DOCUMENT -
((

1 Cass. 26 janv. 1856, rapp. M. Aug. Moreau, Bull; n. 38.

2 Cass. 19 janv. 1856, rapp. M. Caussin de Perceval, Bull. n. 29.

Il semble que la jurisprudence confond encore ici les mesures de sûreté générale qui peuvent être prises soit par la loi, soit par le pouvoir exécutif, dans le cercle de ses attributions légales, et les arrêtés de police, qui peuvent bien dans quelques cas avoir trait à la sûreté publique, mais qui constituent des mesures tout à fait distinctes. Supposez que, dans le cas d'une épidémie menaçante, le pouvoir exécutif ordonne des mesures de précaution, que, dans le cas d'une inondation, il prescrive des moyens de préservation ou de sauvetage, que, dans le cas de troubles, il commande, comme il le peut, par exemple, en état de siége, le désarmement des citoyens, la visite des habitations suspectes, etc.; le maire, comme agent du pouvoir exécutif, comme fonctionnaire administratif soumis à l'autorité supérieure du préfet, est tenu de prêter son concours à l'exécution de ces mesures de sûreté générale. Voilà l'hypothèse prévue par l'art. 9 : le maire est chargé de les faire exécuter dans sa commune; la loi, pour prévenir toute résistance de sa part, a voulu définir toutes les obligations de sa fonction, tous les actes que les événements peuvent lui imposer; mais elle n'a pas d'autre but; elle ne s'occupe en aucune manière de la légalité des mesures dont elle se borne à assurer l'exécution. Ces mesures, elle les suppose légalement prises, comme le fait le n° 15 de l'art. 471 du C. pén. à l'égard des réglements de l'autorité administrative. Elle ne confère à l'autorité supérieure aucune attribution, aucun droit. Il faut que cette autorité cherche dans une autre loi, dans un autre texte, le pouvoir de prendre des mesures de sûreté générale; il ne s'agit ici que de l'un des actes de leur exécution. C'est là le texte formel et précis de l'art. 9; on peut le presser, il est impossible d'en faire sortir rien de plus.

))

TÂCHE A -
Extrayez chaque ligne des enregistrements qui contient la chaîne "fender", en tenant compte de la casse.
Les enregistrements n'ont aucun rapport avec le document.

LISTE -
((

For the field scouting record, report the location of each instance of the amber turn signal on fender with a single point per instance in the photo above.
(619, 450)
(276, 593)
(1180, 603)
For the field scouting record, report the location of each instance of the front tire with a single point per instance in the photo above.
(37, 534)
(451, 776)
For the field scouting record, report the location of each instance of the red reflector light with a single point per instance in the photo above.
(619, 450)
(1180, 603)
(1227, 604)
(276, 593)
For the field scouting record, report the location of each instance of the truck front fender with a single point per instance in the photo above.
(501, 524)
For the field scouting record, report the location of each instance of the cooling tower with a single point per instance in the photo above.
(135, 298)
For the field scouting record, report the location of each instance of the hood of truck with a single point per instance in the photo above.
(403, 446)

))
((

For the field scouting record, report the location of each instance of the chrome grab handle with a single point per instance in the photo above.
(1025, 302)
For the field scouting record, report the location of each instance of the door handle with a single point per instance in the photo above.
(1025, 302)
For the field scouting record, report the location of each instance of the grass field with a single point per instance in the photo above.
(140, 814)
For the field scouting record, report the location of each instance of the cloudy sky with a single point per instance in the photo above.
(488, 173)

))

TÂCHE B -
Répondez aux questions suivantes sur le document consacré à l'article 9.
(i) À l'autorité supérieure de quel fonctionnaire le maire est-il soumis ?
(ii) Quel numéro et quel article du Code pénal sont cités à propos des règlements de l'autorité administrative ?
(iii) À quelle date a été rendu l'arrêt de cassation rapporté par M. Caussin de Perceval ?

RÉPONSE COMPLÈTE A -
For the field scouting record, report the location of each instance of the amber turn signal on fender with a single point per instance in the photo above.
For the field scouting record, report the location of each instance of the truck front fender with a single point per instance in the photo above.

RÉPONSE COMPLÈTE B -
(i) Le préfet.
(ii) Le n° 15 de l'article 471.
(iii) Le 19 janvier 1856.